__WHAT TO PRODUCE__: Could you reproduce all of the entries below verbatim, leaving out the pictures?

__SUPPLIED INFORMATION__:

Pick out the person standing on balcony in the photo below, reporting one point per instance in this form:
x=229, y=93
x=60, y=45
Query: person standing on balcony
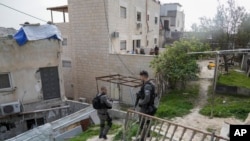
x=145, y=100
x=103, y=113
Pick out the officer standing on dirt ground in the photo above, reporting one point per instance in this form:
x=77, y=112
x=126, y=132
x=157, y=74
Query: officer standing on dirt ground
x=145, y=99
x=103, y=113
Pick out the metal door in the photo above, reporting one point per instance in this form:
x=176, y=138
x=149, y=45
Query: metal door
x=50, y=83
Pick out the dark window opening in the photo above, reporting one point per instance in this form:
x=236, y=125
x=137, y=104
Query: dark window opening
x=166, y=25
x=50, y=83
x=123, y=45
x=5, y=81
x=123, y=12
x=139, y=16
x=156, y=20
x=138, y=43
x=66, y=64
x=64, y=42
x=155, y=41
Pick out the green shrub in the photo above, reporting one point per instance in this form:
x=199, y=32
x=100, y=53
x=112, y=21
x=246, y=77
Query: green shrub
x=178, y=103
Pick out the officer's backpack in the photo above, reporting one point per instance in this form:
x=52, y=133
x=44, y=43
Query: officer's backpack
x=96, y=102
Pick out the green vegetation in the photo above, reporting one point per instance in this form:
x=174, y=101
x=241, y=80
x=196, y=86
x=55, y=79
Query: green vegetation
x=94, y=131
x=228, y=106
x=178, y=103
x=234, y=79
x=175, y=65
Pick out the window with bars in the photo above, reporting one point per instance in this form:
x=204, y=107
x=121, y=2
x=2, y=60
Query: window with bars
x=123, y=45
x=138, y=16
x=66, y=64
x=156, y=20
x=123, y=12
x=138, y=43
x=155, y=41
x=5, y=82
x=64, y=42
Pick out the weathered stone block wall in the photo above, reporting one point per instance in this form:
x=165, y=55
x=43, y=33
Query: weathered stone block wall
x=92, y=46
x=67, y=55
x=23, y=63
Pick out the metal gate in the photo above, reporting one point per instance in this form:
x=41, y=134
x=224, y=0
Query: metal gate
x=161, y=130
x=50, y=83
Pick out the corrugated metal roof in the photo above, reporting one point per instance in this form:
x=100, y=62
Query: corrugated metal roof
x=48, y=131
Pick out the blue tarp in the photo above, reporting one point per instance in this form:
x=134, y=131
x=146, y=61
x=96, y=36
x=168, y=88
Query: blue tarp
x=32, y=33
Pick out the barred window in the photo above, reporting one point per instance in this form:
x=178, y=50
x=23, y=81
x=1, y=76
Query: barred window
x=66, y=64
x=5, y=81
x=123, y=45
x=123, y=12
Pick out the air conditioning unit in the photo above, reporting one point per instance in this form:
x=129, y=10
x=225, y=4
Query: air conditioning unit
x=138, y=25
x=10, y=108
x=116, y=34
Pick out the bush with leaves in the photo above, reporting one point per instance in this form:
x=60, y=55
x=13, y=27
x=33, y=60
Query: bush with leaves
x=175, y=65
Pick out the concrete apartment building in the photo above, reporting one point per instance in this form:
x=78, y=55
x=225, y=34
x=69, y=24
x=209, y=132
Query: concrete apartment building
x=172, y=16
x=31, y=86
x=172, y=23
x=101, y=36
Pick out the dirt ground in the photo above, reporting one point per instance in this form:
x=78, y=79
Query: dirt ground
x=194, y=119
x=198, y=121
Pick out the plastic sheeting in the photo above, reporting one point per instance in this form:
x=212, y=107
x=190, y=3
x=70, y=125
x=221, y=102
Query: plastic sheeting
x=32, y=33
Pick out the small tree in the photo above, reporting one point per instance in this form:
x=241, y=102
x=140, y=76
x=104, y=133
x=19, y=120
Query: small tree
x=175, y=65
x=243, y=36
x=225, y=25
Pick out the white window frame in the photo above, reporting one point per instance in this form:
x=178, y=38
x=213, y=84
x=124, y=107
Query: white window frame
x=65, y=42
x=156, y=20
x=155, y=41
x=10, y=80
x=121, y=16
x=64, y=62
x=122, y=41
x=137, y=16
x=137, y=44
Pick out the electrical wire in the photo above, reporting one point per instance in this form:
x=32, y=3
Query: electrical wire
x=112, y=46
x=22, y=12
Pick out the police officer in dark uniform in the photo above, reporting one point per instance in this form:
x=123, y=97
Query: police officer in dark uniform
x=103, y=113
x=145, y=100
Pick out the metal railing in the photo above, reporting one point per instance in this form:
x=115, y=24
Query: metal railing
x=142, y=127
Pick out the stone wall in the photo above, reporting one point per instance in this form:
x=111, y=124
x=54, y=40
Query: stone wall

__OUTPUT OF THE EXERCISE__:
Pick out the person standing on balcony in the photo below, reporting one point per instance in this form:
x=229, y=93
x=60, y=45
Query: person standing on balcony
x=145, y=100
x=103, y=113
Pick out the officer standing on dirt ground in the photo above, reporting one point per instance in this form:
x=77, y=112
x=126, y=132
x=157, y=74
Query: officer standing on dirt ground
x=145, y=99
x=103, y=113
Pick out the metal door in the photo above, reporting one point per instance in this form:
x=176, y=138
x=149, y=45
Query: metal door
x=50, y=83
Pick out the dark window opening in the photo above, reporting one point per instance in this form:
x=236, y=125
x=137, y=104
Query: dark window opening
x=166, y=25
x=50, y=83
x=123, y=45
x=5, y=81
x=123, y=12
x=139, y=16
x=156, y=20
x=138, y=43
x=66, y=64
x=64, y=42
x=155, y=41
Pick out the green shrub in the photo above, reporting one point per instance in this form:
x=199, y=32
x=100, y=53
x=112, y=21
x=246, y=77
Query: green shrub
x=178, y=103
Pick out the officer's backpack in the photo above, reporting one point per instance in this form:
x=52, y=133
x=44, y=43
Query: officer's backpack
x=96, y=102
Pick out the green vegetation in the photo above, reporting one point per instance in this form:
x=174, y=101
x=241, y=80
x=196, y=86
x=55, y=79
Query: green vegetation
x=94, y=131
x=228, y=106
x=178, y=103
x=234, y=79
x=175, y=65
Pick out the window with bars in the photo above, reporting one point per instance in this form:
x=204, y=107
x=121, y=2
x=2, y=60
Query: window with bars
x=123, y=45
x=138, y=16
x=66, y=64
x=156, y=20
x=123, y=12
x=138, y=43
x=155, y=41
x=5, y=82
x=64, y=42
Pick out the weathered stone block wall in the photo above, reporting one point per instance in this form:
x=165, y=55
x=43, y=33
Query: weathered stone block wall
x=92, y=46
x=67, y=55
x=23, y=63
Pick out the metal gate in the photo above, reporting one point per instance in this form:
x=41, y=134
x=224, y=0
Query: metal gate
x=161, y=130
x=50, y=83
Pick out the corrugated metal roof in the photo above, reporting one point per instance in this form:
x=100, y=62
Query: corrugated metal roof
x=48, y=131
Pick out the blue tarp in the photo above, reporting one point per instance in this form:
x=134, y=131
x=146, y=61
x=96, y=36
x=168, y=88
Query: blue tarp
x=32, y=33
Pick out the barred window in the photo above, reporting one point per instance in this form:
x=178, y=50
x=23, y=81
x=1, y=76
Query: barred window
x=66, y=64
x=5, y=81
x=123, y=45
x=123, y=12
Pick out the air conditioning unit in the photo above, reporting one point per instance in this form:
x=129, y=10
x=225, y=4
Query: air conditioning unit
x=138, y=25
x=10, y=108
x=116, y=34
Pick out the bush with leaves in the photo above, reporting one point per instance in this form:
x=60, y=55
x=13, y=27
x=33, y=60
Query: bush with leaves
x=175, y=65
Pick out the concrete apartment building in the photo above, reporting one point per instance in this form:
x=78, y=55
x=225, y=34
x=69, y=24
x=209, y=132
Query: concrete apartment building
x=172, y=16
x=31, y=86
x=172, y=23
x=101, y=36
Pick out the dirt ground in the photo above, reporting one point per instance in this form:
x=78, y=79
Query: dirt ground
x=194, y=119
x=198, y=121
Pick out the plastic sheeting in the photo above, reporting one point per instance in this form:
x=212, y=107
x=190, y=3
x=70, y=125
x=221, y=102
Query: plastic sheeting
x=32, y=33
Pick out the small tree in the photo above, reporting one point per instance in this form:
x=241, y=102
x=140, y=76
x=104, y=133
x=19, y=120
Query: small tree
x=175, y=65
x=243, y=36
x=225, y=25
Pick out the white window frame in the photo above, reporting one point per instance in this form:
x=178, y=38
x=213, y=84
x=124, y=107
Query: white window frame
x=65, y=42
x=156, y=20
x=155, y=41
x=10, y=80
x=121, y=16
x=64, y=62
x=122, y=41
x=137, y=16
x=137, y=44
Pick out the electrical wire in the photo above, reporting one point per instance in this form:
x=32, y=3
Query: electrical wire
x=112, y=46
x=22, y=12
Pick out the police officer in dark uniform in the photo above, reporting one point per instance in this form:
x=123, y=97
Query: police officer in dark uniform
x=103, y=113
x=145, y=100
Pick out the metal railing in the photo above, reporting one point per instance in this form:
x=115, y=24
Query: metal railing
x=142, y=127
Pick out the stone wall in the photo above, reporting one point per instance in this form:
x=111, y=124
x=54, y=40
Query: stone wall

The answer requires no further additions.